Set task: Write out, character for character, the line containing "of the ribbed" and all lines after it up to the end of the listing.

## start Dataset excerpts

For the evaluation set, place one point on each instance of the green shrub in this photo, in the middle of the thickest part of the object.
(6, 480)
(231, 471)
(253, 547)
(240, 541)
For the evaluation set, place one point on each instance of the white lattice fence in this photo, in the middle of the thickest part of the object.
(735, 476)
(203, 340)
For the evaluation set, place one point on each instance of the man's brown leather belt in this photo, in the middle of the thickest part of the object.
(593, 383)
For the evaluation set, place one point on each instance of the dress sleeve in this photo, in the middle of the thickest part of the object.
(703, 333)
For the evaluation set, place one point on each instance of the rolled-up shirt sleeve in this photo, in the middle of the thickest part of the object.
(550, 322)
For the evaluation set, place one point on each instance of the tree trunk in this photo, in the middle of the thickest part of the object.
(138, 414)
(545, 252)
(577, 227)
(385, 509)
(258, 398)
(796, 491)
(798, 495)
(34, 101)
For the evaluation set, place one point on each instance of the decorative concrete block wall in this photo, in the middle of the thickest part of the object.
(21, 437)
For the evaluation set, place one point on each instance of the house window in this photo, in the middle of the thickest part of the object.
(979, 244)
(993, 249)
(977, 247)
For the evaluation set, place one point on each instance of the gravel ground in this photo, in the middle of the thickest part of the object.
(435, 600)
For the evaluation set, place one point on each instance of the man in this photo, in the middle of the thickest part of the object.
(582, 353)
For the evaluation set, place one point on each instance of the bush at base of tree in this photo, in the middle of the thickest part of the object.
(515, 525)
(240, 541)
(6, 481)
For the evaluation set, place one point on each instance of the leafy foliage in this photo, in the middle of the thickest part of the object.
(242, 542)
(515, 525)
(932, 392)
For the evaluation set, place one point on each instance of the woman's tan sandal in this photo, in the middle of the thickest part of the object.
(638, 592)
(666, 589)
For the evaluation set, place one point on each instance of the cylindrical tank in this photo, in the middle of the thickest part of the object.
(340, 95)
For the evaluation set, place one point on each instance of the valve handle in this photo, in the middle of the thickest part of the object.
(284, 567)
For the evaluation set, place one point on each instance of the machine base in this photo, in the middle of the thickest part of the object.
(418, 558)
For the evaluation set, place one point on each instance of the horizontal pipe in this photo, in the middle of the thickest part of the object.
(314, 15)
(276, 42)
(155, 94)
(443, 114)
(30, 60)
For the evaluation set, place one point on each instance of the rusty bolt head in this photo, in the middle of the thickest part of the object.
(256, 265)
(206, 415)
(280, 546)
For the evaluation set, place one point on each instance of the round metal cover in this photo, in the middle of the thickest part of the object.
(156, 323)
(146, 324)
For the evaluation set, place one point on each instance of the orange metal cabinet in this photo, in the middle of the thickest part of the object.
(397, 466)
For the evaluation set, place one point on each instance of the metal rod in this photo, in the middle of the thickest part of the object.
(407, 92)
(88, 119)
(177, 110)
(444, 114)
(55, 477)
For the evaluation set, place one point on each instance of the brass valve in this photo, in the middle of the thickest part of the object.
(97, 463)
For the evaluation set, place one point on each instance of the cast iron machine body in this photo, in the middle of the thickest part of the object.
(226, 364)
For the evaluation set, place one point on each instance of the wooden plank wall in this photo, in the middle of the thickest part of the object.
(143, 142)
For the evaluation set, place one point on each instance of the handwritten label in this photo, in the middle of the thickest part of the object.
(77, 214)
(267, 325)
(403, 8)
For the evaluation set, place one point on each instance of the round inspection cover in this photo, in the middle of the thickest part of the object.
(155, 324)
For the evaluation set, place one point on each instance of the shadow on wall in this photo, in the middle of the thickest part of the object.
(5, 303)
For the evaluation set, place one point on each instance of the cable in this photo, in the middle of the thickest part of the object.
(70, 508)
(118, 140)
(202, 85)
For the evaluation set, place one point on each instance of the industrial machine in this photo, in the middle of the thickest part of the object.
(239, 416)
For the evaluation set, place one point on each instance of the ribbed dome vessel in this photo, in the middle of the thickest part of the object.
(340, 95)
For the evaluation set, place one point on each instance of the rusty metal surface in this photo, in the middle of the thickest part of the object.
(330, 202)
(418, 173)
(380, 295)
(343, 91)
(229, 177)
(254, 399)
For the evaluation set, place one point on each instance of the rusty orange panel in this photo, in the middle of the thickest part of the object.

## end Dataset excerpts

The response:
For the evaluation set, place one point on each instance of the ribbed dome vessel in this photo, in the middle of the thickest part of the object.
(340, 95)
For the evaluation set, place one point on each instance of the rusty metal surface in this photo, in the middle of the thickest part of the object.
(330, 202)
(418, 173)
(380, 295)
(343, 91)
(229, 177)
(254, 399)
For the evaluation set, place one point on each instance of the rusty orange panel in this photo, in the middle of the thickest part of the object.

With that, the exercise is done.